Dit is extra bezwaarlijk, omdat [appellant] niet de volledige brief van ABN Amro met alle daarachter gevoegde bijlagen heeft overgelegd, maar alleen de brief met daarachter deze productie met nummer 27 er boven. Het hof kan om die reden de echtheid van deze productie niet verifiëren, terwijl uit dit document ook niet blijkt wie dit heeft opgesteld en om welke reden. Daarnaast is het hof van oordeel dat de enkele omstandigheid dat ABN Amro dit document aan [appellant] zou hebben verstrekt niet direct tot de conclusie leidt dat er dus persoonsgegevens van hem (persoonlijk) in een van de door hem vermelde registers zijn geregistreerd. Het hof wijst er daarbij tevens op dat het – anders dan [appellant] lijkt te veronderstellen in zijn memorie van grieven – juist op de weg van [appellant] ligt om deugdelijk, en onderbouwd met stukken, inzichtelijk te maken hoe ABN Amro aan dit document zou zijn gekomen en welk verzoek aan de toezending van deze brief ten grondslag lag.
5.6
Zonder nadere toelichting van de kant van [appellant] , die er echter niet is, is het hof, zoals hiervoor al opgemerkt, niet duidelijk geworden dat het hier gaat om een registratie van de persoonsgegevens van [appellant] zelf. Er is immers vermeld dat het een zakelijke aanvraag betreft. Daarnaast worden er meerdere namen in dit document genoemd, die grotendeels zijn zwartgelakt. Verder staat in het document alleen dat er een reden is tot afwijzing, maar wat er wordt afgewezen en aan wie, blijkt niet uit dit document.

**AANGELEVERDE GEGEVENS**
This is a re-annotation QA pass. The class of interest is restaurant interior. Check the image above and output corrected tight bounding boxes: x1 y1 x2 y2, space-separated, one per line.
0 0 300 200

**MAAK HET VOLGENDE**
A: Om wat voor aanvraag gaat het volgens de uitspraak van het hof?
B: Stemmen deze beweringen overeen met de uitspraak van het hof? Antwoord per bewering met ja of nee en citeer letterlijk de woorden die de doorslag geven.
(i) [appellant] heeft de volledige brief van ABN Amro met alle bijlagen overgelegd.
(ii) De namen in het document zijn grotendeels zwartgelakt.
(iii) Uit het document blijkt wie het heeft opgesteld.
C: Pak de uitspraak van het hof na de laatste zin weer op en schrijf verder.
Het materiaal staat los van de uitspraak van het hof.

**RESULTATEN PER OPDRACHT**
A: Een zakelijke aanvraag.

B:
(i) Nee: "[appellant] niet de volledige brief van ABN Amro met alle daarachter gevoegde bijlagen heeft overgelegd"
(ii) Ja: "meerdere namen in dit document genoemd, die grotendeels zijn zwartgelakt"
(iii) Nee: "uit dit document ook niet blijkt wie dit heeft opgesteld en om welke reden"

C:
Bovendien heeft Volksbank c.s. helder uiteengezet hoe het systeem van registratie werkt: een medewerker van een andere bank dan de bank die de registratie heeft verricht, krijgt bij raadpleging van de externe registers alleen een zogenaamde hit, waarbij naam en geboortedatum worden getoond. Bij raadpleging van de Afdeling Veiligheidszaken van de bank die tot registratie is overgegaan, wordt alleen de reden van opname in de registers onthuld, maar worden geen kwalificerende termen gebruikt. Gelet op de door Volksbank c.s. gegeven beschrijving van dit systeem, had [appellant] duidelijk moeten maken hoe ABN Amro de gegevens in de hiervoor genoemde productie dan heeft verkregen. Dat is in dit geval niet duidelijk geworden, nu in dit document staat dat [appellant] niet voorkomt in het SFH. Dit duidt er immers op dat Volksbank c.s. geen persoonsgegevens in het SFH en de daarmee verband houdende registraties heeft verwerkt.
5.7
In een als productie 1 bij inleidende dagvaarding overgelegd document staat:
“SFH-bericht
Datum melding 26 maart 2007
Meldende instantie SNS Bank
(…)
Datum aanvraag hyp 8 maart 2007
Aanvrager 1 (…)
(…)
Verkoper Stichting [stichting X]
Geboortedatum verkoper [geboortedatum] 1981
Adres verkoper [a-straat 1]
Plaats verkoper [A]
(…)
In EVR gezet? JA/NEE/VOORNEMENS
Aangifte gedaan? JA/NEE/VOORNEMENS”
In de rechterkolom van dit document is achter verkoper de persoon [appellant] vermeld en is “JA” geschreven bij “Vermoeden van Fraude?”
Onderaan is vermeld:
“Het is zeer wel mogelijk dat taxatierapport vervalst is [logo Hestia lijkt gescand] gezien betrokkenheid verkopende partij [appellant] . LET OP WERKGEVER IS SCHNEIDER uit Wuppertal = Goldys = hypotheekfraude (Citroenvlinder 53) = Betrokkenheid [appellant] = hypotheekfraude = salariscarrousel Goldys = weedopbrengsten witwassen = reeds onderzoek rechercheteam = reeds bekend bij [C] (…)”
5.8
In een document, dat door [appellant] bij de mondelinge behandeling bij de rechtbank is overgelegd, is in de rechterbovenhoek het cijfer 22 geschreven. In dit document, dat vergelijkbaar is met het hiervoor genoemde document, staat:
“Datum melding 26 maart 2007
Meldende instantie SNS Bank
(…)
Datum aanvraag hyp 8 maart 2007
(…)
Verkoper Stichting [stichting X]
Geboortedatum verkoper [geboortedatum] 1981
Adres verkoper [a-straat 1]
Plaats verkoper [A]
(…)
In EVR geregistreerd? voornemens
Aangifte gedaan? Voornemens
(…)”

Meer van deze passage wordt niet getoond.